- [Document text]:

====

A dozen musicians crowded the stage at the North Philly venue Warehouse on Watts on a recent Thursday night. Under glittering disco balls, a circle of dancers swayed to the jazzy rhythms from saxophones, flutes, drums, keys, and guitars firing off in unison. An artist to the side of the stage touched his brush to canvas. Incense swirled in the air, mixing with occasional whiffs of garlic wafting up from a dumpling vendor on the edge of the dance floor.

Momentum was building and the crowd growing as the latest edition of GLBL VLLG — a monthly jam-session-meets-concert where “the audience is the headliner” — drew near.

As the clock struck 9 p.m., two dancers pulled out microphones and instructed everyone to sit. “This is the village,” they called out. “This is the village,” the room repeated back.

The call and response continued for a few rounds as 200 or so people arranged themselves in a seated circle on a hodgepodge of throw rugs. For the next two hours, three mikes circulated around the room, giving those who wished a 60-second opportunity to sing, rap, or harmonize to the ongoing music.

The Philadelphia area’s jam session scene is broad and deep. From Northern Liberties to Newtown, from South Street to Burlington, bars and clubs offer onstage outlets for jazz and bluegrass musicians, drummers, vocalists, guitarists acoustic and electric — even local digeridoo players have a gathering. But GLBL VLLG stands out in its emphasis on the audience, which often numbers in the hundreds.

“The entire jam is based around inclusion, and it’s not just for musicians,” said Raph Jones, one of GLBL VLLG’s three cofounders. “There’s a great culture of positivity ... [but] it’s also one big networking opportunity — a lot of people meet their best friends here, their co-collaborators, their partners for life.”

Participants are invited to dance on the peripheral of the seated jam circle overtaking the rugs on the floor.
Grace Dickinson / STAFF
Participants are invited to dance on the peripheral of the seated jam circle overtaking the rugs on the floor.

Held at various venues, each GLBL VLLG jam draws people of all ages and backgrounds, many of whom sit as silent participants on the rug, swaying to the beat. There are young college couples sitting in one another’s laps, and moms whose babies sometimes try to steal the mike as they deliver short bursts of rap lyrics. Occasionally, people stand to bust out free-flowing moves.

====

Location identification items
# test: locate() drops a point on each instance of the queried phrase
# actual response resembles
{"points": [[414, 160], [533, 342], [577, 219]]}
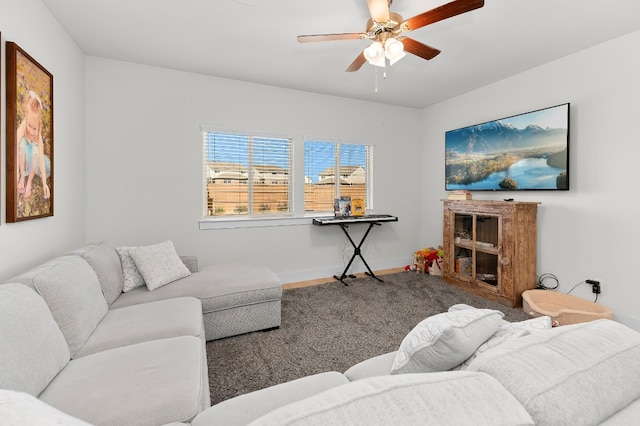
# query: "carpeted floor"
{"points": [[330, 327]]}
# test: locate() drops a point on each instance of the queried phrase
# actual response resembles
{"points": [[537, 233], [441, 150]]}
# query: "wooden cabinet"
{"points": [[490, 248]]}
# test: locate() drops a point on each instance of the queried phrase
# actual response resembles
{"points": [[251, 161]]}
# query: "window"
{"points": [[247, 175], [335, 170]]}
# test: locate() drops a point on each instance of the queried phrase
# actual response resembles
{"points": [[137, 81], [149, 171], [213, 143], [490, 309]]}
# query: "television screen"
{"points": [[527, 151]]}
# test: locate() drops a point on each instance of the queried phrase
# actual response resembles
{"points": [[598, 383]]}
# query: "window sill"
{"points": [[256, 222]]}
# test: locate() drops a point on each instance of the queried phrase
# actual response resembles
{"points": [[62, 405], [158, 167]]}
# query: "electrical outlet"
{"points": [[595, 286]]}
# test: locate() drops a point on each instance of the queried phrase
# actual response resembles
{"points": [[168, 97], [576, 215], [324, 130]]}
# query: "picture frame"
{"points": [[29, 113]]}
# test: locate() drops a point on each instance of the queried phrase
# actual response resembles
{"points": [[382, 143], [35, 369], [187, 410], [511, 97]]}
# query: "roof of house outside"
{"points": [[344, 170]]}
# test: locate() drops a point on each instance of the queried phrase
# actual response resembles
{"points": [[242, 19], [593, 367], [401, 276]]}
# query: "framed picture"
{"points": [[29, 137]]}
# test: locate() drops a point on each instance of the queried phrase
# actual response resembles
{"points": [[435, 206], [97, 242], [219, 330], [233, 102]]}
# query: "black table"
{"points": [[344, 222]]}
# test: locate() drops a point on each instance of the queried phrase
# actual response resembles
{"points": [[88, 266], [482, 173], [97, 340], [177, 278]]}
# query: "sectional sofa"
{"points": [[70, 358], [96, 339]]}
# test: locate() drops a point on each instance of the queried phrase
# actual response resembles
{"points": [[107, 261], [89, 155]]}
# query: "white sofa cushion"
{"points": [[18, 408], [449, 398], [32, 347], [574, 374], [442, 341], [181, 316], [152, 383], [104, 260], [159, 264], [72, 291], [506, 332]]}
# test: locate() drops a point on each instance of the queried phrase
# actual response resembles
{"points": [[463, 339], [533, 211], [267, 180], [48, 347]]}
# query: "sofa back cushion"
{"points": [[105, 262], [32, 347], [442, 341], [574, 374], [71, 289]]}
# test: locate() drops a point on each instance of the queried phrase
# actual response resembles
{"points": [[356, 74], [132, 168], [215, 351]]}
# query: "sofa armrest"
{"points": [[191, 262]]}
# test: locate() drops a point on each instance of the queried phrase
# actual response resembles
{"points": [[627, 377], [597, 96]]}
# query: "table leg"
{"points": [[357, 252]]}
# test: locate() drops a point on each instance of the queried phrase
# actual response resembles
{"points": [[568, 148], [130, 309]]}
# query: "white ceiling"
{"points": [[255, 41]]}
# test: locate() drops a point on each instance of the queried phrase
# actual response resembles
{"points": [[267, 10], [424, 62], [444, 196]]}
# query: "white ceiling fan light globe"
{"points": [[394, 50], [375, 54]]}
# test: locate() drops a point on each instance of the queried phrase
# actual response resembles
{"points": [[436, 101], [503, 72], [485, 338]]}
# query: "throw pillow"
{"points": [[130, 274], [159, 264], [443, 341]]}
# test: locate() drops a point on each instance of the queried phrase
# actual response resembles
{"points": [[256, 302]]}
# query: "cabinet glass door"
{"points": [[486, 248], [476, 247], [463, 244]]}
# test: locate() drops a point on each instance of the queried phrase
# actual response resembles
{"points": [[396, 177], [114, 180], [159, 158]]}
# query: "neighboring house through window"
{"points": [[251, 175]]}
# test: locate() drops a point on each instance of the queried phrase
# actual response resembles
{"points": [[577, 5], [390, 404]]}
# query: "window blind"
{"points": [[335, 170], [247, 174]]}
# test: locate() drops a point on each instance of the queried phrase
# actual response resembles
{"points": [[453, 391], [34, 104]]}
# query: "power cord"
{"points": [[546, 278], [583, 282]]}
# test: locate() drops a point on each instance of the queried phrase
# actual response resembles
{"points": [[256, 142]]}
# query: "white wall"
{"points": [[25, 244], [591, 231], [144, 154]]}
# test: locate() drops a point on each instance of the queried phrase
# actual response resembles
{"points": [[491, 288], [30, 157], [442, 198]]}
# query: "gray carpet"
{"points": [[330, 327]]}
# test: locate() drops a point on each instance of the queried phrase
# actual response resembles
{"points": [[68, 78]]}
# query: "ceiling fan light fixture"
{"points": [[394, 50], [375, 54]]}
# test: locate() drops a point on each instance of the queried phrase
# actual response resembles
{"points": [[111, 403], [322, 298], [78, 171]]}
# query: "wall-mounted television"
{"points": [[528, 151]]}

====

- [What you will do]:
1) Tally the lines of the records that contain the string "wall" and give only that number.
2) Proceed with the article about the GLBL VLLG jam sessions, continuing from its last sentence.

- [Answers to the tasks]:
1) 2

2)
"I’ve been to other jams in the city, where they’re really intimate and usually people know each other already, and I’ve just never felt compelled to perform,” says Baseerah Sabreen, a GLBL VLLG participant from West Philadelphia. “But here, I feel fearless. I know if I mess up, people will just encourage me to keep trying. Once we walk into that jam, we become a conglomerate of loving energy and there’s this unparalleled togetherness.”

From drummers to guitarists to saxophonists and beyond, dozens of musicians fill the stage at a recent GLBL VLLG jam unfolding at Warehouse on Watts.
Grace Dickinson / STAFF
From drummers to guitarists to saxophonists and beyond, dozens of musicians fill the stage at a recent GLBL VLLG jam unfolding at Warehouse on Watts.

“The jam is a place for you to be yourself, and immerse yourself in what you’re feeling,” said GLBL VLLG cofounder and CEO Lyonzo Vargas. “If you’re feeling an emotion, feel it. If you want to dance, dance. This is your time to explore your identity.”

Vargas and his partners launched GLBL VLLG — styled as an urban wellness and entertainment company — in December of 2016. While the group curates occasional pop-up events, such as yoga classes and creative writing workshops, the jams are at its core.

“Growing up in the inner city, before I knew what meditation was, music was my wellness,” Vargas said. “GLBL VLLG is a safe space, where people are invited to open up and release what they might be holding inside.”

The sentiment is embraced at the alcohol-free events, with people belting out soulful lyrics and fierce raps that touch on self-love, dealing with depression, and finding purpose in life.

Throughout each jam, three mics pass around the room, giving those who wished to sing, rap, or harmonize 60-second opportunities to freestyle.
Grace Dickinson / STAFF
Throughout each jam, three mics pass around the room, giving those who wished to sing, rap, or harmonize 60-second opportunities to freestyle.

All jams adhere to a loose theme. Recent topics include female empowerment, facing fear, and connecting with African heritage and other roots.

Those who take the mike can sing in any style that they wish, but no covers are allowed. The founders want participants to draw on their own experiences and emotions, whether subconscious or conscious.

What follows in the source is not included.